## Given problem
Can you quote the lines below exactly, starting at the line with "form [666, 584]." and going through the last one?

## Part of a data file
◇ ◇ ◇ ◇ ◇ ◇ ◇
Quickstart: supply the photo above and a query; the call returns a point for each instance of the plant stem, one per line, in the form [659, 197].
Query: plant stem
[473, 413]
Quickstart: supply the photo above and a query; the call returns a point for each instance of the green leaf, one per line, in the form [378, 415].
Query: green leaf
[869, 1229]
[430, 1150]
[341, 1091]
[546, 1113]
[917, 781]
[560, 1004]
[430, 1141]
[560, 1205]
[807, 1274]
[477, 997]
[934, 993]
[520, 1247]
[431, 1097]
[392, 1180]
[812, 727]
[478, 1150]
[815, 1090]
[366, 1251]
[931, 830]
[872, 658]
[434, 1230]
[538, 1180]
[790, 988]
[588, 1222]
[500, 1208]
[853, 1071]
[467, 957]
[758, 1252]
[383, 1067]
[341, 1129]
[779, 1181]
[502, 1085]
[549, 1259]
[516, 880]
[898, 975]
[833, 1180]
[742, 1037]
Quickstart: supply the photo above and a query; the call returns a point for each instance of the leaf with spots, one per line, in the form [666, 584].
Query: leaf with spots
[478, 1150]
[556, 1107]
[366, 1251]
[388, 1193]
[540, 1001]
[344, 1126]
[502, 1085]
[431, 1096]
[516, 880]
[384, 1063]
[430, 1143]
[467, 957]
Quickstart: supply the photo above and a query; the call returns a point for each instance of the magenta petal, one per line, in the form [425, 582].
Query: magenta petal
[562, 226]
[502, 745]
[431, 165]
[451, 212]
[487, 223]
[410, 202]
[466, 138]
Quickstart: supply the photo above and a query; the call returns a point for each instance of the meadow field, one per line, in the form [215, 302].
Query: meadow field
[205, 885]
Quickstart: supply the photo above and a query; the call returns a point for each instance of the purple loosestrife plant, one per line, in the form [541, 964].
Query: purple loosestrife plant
◇ ◇ ◇ ◇ ◇ ◇ ◇
## Task output
Quickstart: supply the photo above and a query; the call returns a point for each instance of the leaf with spots, one per line, in the form [666, 584].
Query: leaf with spots
[478, 1150]
[556, 1107]
[366, 1251]
[388, 1193]
[540, 1001]
[344, 1126]
[502, 1085]
[431, 1096]
[516, 880]
[384, 1063]
[430, 1143]
[467, 957]
Quickstart: supply the photo above and a query; the call returns a point for each instance of the magenta petal, one per line, in the form [425, 582].
Query: magenta petal
[562, 226]
[502, 745]
[431, 165]
[451, 212]
[487, 223]
[410, 202]
[466, 138]
Quickstart: supply the photo above and a query; the call returns a point for each instance of the meadow field, one per line, in the form [215, 302].
Query: meadow field
[205, 885]
Quickstart: supply the photo above and a query; the call returns a point for each instance of the purple loosestrife plant, one per line, in the form [541, 964].
Query: purple loosestrife plant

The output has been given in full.